Set exercise:
Would you restate, exactly as they appear, the lines from the one containing "Find the white" through the end of the data below?

===

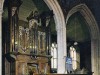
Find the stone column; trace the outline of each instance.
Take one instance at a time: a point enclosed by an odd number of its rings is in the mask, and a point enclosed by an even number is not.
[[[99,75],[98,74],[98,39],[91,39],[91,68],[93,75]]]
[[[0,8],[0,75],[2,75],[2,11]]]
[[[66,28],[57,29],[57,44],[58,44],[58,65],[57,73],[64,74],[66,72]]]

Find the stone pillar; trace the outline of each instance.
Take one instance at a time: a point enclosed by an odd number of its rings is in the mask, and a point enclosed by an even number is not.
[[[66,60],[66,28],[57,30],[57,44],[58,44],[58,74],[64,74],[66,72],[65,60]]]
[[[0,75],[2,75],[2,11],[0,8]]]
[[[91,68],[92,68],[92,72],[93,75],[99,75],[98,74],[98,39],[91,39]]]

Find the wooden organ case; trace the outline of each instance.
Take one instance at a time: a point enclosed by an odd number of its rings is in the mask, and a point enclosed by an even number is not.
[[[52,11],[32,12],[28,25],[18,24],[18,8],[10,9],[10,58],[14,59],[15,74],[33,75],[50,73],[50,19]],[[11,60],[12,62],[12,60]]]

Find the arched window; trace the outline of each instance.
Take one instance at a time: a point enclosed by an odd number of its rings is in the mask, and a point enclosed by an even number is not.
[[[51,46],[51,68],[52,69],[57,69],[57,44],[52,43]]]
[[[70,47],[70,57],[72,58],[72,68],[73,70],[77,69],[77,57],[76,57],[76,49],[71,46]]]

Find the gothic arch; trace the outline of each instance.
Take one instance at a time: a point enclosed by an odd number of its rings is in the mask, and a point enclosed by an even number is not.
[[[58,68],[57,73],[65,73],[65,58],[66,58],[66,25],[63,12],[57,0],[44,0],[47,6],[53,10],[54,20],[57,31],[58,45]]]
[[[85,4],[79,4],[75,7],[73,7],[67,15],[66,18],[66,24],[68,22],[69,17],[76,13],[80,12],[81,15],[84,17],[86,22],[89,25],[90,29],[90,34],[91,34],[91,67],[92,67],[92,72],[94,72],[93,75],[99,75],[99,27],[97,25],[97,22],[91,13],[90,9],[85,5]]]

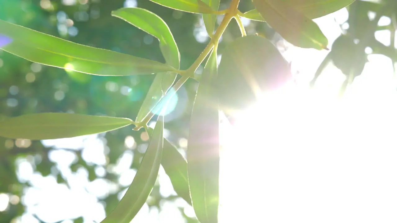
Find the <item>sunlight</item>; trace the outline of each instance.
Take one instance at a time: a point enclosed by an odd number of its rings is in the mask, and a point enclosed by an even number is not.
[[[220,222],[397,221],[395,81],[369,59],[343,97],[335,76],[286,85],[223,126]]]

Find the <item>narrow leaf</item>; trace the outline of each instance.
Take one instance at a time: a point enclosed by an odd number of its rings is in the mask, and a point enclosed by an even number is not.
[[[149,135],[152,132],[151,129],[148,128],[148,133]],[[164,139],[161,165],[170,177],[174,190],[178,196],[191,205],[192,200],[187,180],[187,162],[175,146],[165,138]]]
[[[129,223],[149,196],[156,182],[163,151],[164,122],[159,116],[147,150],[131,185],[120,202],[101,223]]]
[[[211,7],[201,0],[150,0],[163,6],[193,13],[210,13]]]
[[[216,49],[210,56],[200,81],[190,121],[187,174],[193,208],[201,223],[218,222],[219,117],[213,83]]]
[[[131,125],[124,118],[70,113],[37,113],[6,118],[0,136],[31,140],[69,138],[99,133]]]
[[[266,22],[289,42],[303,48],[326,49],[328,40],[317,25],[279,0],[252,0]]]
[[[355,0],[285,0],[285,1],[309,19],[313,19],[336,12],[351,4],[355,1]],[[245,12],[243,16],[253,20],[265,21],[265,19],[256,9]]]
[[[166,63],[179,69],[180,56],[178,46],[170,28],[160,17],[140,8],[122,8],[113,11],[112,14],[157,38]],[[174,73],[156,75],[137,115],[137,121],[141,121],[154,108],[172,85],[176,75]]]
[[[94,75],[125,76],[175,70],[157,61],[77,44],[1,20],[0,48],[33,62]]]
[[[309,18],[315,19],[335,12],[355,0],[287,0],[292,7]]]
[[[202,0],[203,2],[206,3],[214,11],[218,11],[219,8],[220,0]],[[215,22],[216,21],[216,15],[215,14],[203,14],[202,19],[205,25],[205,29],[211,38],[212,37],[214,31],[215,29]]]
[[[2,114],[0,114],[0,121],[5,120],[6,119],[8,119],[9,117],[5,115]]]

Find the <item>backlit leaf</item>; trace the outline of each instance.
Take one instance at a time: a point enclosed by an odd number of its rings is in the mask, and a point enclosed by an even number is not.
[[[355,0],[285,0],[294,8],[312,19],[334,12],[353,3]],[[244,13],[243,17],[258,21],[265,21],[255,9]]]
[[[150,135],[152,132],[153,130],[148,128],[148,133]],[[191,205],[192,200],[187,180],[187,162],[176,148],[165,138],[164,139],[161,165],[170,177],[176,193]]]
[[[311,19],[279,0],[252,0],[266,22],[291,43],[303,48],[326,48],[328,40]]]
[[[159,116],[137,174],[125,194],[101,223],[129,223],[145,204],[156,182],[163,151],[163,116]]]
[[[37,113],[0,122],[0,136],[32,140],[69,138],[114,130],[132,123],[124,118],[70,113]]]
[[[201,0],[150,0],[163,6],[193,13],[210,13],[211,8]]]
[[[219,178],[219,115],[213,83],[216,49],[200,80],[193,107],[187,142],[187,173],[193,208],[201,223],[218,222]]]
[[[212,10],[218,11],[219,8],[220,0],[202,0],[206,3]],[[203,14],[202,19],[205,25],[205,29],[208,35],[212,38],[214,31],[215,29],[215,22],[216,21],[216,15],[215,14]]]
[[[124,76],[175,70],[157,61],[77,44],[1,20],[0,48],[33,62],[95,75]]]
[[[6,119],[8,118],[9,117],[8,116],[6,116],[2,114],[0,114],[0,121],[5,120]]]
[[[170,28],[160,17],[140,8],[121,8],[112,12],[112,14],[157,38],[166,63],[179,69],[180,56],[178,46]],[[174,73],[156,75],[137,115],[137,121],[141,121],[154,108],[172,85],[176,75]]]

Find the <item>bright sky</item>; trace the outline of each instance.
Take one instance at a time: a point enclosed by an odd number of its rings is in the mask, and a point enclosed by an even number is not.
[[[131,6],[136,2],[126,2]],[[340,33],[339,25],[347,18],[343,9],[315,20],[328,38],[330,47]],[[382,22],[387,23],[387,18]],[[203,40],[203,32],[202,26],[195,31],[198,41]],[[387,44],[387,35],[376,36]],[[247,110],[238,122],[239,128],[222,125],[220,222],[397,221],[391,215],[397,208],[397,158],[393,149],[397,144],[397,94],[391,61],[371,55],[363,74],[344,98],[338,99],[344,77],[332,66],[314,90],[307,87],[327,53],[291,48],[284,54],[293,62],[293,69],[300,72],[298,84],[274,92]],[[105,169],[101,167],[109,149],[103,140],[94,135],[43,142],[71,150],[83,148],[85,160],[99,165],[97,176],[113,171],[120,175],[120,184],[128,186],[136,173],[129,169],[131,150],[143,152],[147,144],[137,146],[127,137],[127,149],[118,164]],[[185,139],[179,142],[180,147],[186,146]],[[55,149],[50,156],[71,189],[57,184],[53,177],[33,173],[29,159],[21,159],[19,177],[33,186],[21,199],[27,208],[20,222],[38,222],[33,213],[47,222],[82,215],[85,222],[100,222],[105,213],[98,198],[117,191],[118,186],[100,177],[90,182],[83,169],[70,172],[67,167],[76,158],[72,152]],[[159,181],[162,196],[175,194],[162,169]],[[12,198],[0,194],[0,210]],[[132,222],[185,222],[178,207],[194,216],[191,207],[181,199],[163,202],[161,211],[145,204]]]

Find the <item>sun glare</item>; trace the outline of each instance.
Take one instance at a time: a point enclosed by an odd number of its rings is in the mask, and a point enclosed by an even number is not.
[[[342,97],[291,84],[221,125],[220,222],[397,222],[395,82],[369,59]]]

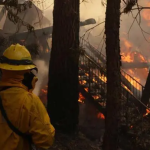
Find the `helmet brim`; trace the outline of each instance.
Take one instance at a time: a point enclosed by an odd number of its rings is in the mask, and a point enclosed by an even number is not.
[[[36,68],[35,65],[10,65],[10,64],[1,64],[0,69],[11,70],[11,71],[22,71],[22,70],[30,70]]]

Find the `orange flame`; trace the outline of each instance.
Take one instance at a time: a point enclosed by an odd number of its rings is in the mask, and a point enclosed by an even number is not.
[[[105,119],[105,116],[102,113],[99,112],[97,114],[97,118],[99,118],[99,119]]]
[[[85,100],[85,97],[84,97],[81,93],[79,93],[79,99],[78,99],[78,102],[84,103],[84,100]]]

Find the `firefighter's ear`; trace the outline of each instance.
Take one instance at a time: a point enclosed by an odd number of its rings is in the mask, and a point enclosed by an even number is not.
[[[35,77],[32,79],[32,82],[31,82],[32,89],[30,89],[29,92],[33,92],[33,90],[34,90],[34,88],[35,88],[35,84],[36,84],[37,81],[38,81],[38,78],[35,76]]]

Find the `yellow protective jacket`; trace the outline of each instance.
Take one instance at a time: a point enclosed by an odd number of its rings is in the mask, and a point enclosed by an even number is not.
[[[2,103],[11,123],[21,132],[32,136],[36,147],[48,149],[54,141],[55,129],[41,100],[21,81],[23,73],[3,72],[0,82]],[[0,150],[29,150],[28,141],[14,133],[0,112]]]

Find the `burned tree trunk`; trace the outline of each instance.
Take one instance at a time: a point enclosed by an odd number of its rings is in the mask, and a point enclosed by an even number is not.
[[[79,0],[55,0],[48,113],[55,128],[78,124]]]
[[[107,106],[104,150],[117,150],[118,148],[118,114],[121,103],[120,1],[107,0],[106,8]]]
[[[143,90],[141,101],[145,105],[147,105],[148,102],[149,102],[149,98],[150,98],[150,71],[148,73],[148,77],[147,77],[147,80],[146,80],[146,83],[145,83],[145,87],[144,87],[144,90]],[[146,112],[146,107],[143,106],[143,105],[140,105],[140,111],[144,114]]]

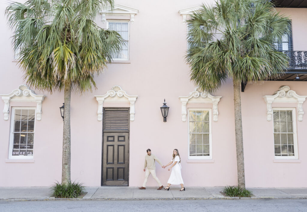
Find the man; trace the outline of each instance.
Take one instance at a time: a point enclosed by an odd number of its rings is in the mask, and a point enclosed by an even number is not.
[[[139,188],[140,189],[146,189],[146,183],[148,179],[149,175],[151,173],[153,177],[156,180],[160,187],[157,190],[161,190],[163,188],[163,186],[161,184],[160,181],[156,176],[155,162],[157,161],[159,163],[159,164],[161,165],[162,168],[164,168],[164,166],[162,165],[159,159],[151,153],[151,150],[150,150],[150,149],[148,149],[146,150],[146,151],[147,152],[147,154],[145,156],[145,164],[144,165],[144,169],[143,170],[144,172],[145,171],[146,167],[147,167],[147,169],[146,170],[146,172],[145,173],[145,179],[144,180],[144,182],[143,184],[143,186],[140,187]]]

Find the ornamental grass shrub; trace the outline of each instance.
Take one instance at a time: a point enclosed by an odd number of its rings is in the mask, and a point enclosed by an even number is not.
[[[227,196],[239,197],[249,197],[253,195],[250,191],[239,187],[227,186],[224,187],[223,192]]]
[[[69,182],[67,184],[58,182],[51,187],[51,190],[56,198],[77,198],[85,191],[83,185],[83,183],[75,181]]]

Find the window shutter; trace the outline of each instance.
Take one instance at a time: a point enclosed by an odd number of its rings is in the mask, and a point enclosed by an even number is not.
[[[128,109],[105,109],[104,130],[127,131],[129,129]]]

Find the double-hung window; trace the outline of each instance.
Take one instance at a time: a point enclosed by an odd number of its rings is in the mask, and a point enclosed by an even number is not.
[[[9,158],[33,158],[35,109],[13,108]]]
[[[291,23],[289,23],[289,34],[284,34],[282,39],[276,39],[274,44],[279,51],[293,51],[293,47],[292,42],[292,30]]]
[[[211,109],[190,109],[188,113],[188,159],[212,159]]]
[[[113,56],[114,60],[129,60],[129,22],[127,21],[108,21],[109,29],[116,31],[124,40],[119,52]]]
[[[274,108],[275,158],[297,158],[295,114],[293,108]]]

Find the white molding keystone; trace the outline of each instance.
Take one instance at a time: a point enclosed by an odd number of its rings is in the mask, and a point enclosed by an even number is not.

===

Task solution:
Find the white molding keystone; trace the outline of each instance.
Take one instance at a time: a point enclosed by an odd number of its rings is in the mask, and a point enclosed by an even number is not.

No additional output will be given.